(Labeled region records)
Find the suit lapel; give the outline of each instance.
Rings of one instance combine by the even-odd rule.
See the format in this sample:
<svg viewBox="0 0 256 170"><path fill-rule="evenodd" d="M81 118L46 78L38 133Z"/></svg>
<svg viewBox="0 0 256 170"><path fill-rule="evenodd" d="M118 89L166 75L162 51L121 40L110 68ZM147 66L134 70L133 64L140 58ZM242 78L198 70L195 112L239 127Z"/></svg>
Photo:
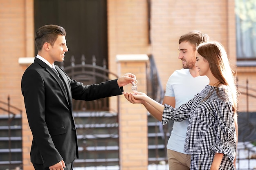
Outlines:
<svg viewBox="0 0 256 170"><path fill-rule="evenodd" d="M61 90L62 93L65 96L67 103L69 105L70 108L71 108L70 106L72 103L70 102L70 100L71 100L72 102L72 99L69 99L70 97L68 97L67 96L68 94L69 96L71 96L71 95L70 94L71 94L71 92L70 91L70 86L69 85L67 85L67 80L66 76L63 76L63 75L64 74L64 73L62 73L62 71L60 71L60 70L61 70L61 69L58 66L55 67L56 68L56 69L58 72L59 73L60 73L59 74L60 77L62 76L62 77L63 78L63 79L65 80L65 83L63 83L63 81L61 79L61 78L60 77L58 77L56 73L54 72L54 71L52 70L52 69L51 68L50 68L50 67L48 65L47 65L43 61L41 60L40 59L38 59L38 58L35 57L35 61L34 62L38 63L42 67L45 68L46 71L49 72L53 77L53 78L55 79L55 80L56 80L56 82L57 82L61 88ZM65 77L65 78L64 78ZM65 86L65 87L64 86ZM67 93L67 91L68 91Z"/></svg>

#### [Given instruction]
Rewrite the material above with "suit lapel" swapped for "jacket collar" and everything else kept the same. Leave the pictures out.

#### [Solution]
Find the jacket collar; give the outline of each instance.
Rings of one instance combine by the even-odd rule.
See the format in this sample:
<svg viewBox="0 0 256 170"><path fill-rule="evenodd" d="M81 118L46 78L38 133Z"/></svg>
<svg viewBox="0 0 256 170"><path fill-rule="evenodd" d="M118 89L166 75L162 51L121 40L110 68ZM147 66L134 70L133 64L140 58ZM242 78L198 70L195 112L239 127Z"/></svg>
Photo:
Outlines:
<svg viewBox="0 0 256 170"><path fill-rule="evenodd" d="M61 90L62 93L65 96L67 103L69 105L70 108L71 108L70 106L72 103L70 102L70 100L71 100L72 102L72 99L69 99L70 97L68 97L67 96L68 94L69 96L71 96L71 95L70 94L71 94L71 92L70 91L70 86L69 85L67 85L67 80L66 76L63 76L63 75L64 74L64 73L62 73L62 71L60 71L60 70L61 70L61 69L58 66L55 67L56 68L56 69L58 72L59 73L60 73L59 74L60 77L62 76L62 77L63 78L63 79L65 80L65 83L63 83L63 81L61 79L61 78L60 77L58 77L56 73L54 72L54 71L52 70L52 69L51 68L50 68L50 67L48 65L47 65L43 61L41 60L40 59L38 59L38 58L35 57L35 61L34 62L38 63L42 67L45 68L46 71L49 72L53 77L53 78L55 79L55 80L56 80L56 82L57 82L61 88ZM65 77L65 78L64 78ZM65 86L65 87L64 86ZM67 93L67 91L68 91Z"/></svg>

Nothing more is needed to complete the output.